▶ _Excerpted text_
------------
Wall Street Journal - June 9, 2006
Yet, thanks to new drug regimes, the condition is no longer a certain death sentence. And thanks to prevention efforts, the rate of new HIV infections in the U.S. has dropped from 150,000 a year in the mid-1980s to about 40,000 now.
Lest we are tempted to rest easy, the CDC warns that the global HIV/AIDS pandemic -- it estimates that 25 million people have died world-wide -- rages on. Even so, after the terrifying assertions and predictions from earlier days about how far and fast the virus would spread here, it is impossible not to see the progress we have made as a success.
What or whom should we credit with that success? When all is said and done, the spread of HIV can only be prevented by individuals, specifically those who protect themselves and others, by abstaining from risky behaviors. The declining rate of new infection in the U.S. is proof that many people have accepted this responsibility.
But perhaps the biggest turning point of all -- and one that made safe behavior both possible and more likely -- came when AIDS began to be viewed as a public-health issue.
This wasn't always the case. Early efforts to combat the problem quickly became ensnared in politics. Because AIDS hit first and hardest in the gay community, those dealing with it worried that the rest of society would ignore the problem. From such concerns, however, grew some bad decisions.
To name only a few examples: San Francisco's bath houses, which were known as environments where HIV was spread, weren't closed until 1986 out of concern that such governmental interference would violate the civil rights of homosexuals.
------------
▶ _Activities_
(1) Answer these questions about the HIV/AIDS article:
(a) How many new HIV infections occurred in the U.S. each year in the mid-1980s, and about how many occur now?
(b) How many people does the CDC estimate have died from HIV/AIDS worldwide?
(c) In what year were San Francisco's bath houses closed?
(2) Continue the HIV/AIDS article from its last sentence.
The entries that come after the HIV/AIDS article were taken from a separate source.

[Point-per-instance localization data]
------------
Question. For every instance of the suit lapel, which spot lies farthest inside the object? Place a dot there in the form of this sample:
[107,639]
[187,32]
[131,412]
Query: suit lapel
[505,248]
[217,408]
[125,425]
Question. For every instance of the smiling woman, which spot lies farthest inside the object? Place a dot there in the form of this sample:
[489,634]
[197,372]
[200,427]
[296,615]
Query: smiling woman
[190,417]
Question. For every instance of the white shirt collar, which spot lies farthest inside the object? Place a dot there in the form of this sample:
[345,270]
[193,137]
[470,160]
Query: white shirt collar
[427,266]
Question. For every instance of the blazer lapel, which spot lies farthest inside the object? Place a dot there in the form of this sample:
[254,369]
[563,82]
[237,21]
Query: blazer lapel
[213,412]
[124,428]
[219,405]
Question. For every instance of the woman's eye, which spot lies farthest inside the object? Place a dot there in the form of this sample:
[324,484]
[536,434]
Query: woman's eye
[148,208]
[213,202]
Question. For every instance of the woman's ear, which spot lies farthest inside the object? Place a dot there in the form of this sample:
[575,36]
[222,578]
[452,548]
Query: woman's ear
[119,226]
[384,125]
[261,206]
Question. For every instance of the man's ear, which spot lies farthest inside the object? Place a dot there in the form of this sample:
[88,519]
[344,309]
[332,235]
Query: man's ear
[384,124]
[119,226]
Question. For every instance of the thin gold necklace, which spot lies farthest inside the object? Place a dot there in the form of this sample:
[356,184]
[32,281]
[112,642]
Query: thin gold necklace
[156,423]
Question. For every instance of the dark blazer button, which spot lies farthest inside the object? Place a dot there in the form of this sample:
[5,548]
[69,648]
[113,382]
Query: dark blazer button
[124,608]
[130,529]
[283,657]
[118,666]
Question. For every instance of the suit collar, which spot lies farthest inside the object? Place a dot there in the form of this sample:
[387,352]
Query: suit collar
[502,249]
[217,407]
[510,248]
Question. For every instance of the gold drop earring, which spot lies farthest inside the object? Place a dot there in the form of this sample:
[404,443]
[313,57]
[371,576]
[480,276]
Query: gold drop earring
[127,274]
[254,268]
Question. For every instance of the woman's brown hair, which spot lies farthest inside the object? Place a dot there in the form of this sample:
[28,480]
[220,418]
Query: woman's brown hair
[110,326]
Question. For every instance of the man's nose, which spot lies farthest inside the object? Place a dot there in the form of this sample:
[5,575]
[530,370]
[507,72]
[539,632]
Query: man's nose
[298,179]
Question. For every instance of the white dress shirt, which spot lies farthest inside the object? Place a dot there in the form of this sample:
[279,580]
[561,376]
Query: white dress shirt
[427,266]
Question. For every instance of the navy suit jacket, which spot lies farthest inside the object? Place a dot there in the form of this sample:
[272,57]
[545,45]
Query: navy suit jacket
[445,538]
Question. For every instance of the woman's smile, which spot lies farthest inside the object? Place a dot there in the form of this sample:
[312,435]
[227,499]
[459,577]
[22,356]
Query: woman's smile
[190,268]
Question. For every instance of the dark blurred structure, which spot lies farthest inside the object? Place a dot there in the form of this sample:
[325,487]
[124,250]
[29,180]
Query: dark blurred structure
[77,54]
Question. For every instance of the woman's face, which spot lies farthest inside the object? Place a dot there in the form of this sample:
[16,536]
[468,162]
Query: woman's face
------------
▶ _Answers_
(1)
(a) About 150,000 a year in the mid-1980s, and about 40,000 a year now.
(b) 25 million.
(c) 1986.

(2)
Beginning in the mid-1980s, medical educators tried to convince the public that HIV/AIDS was about to explode among the heterosexual population. The notion that it could strike anyone, any time, certainly shifted some of the stigma away from gays as a group and made the general public more receptive to the idea of AIDS education and increased funding to combat the disease. However, when it became clear that, absent certain specific risky behaviors, relatively few heterosexuals were getting sick, the alarms began to fall on deaf ears. The CDC estimates that perhaps a quarter of the people with HIV today don't know they have it. Surely some of them will never get tested because they assume, wrongly, that some misleading information in the past from public-health officials means that all their warnings can be safely ignored.
A few dubious claims about AIDS will live on forever, including the allegation that Ronald Reagan was indifferent and stingy in the crucial early days of the epidemic. True, the estimated $5.7 billion allocated for AIDS during his administration sounds small compared with some $20 billion the government spends each year now on fighting it at home and abroad. But no one, including scientists, knew a fraction then of what they know now.
Still, in the U.S. at least, 25 years of HIV/AIDS have brought the battle into perspective. Patients have more treatment options than they once did. And the rest of us have more information now, and thus the means, if only we will use them, of prevention.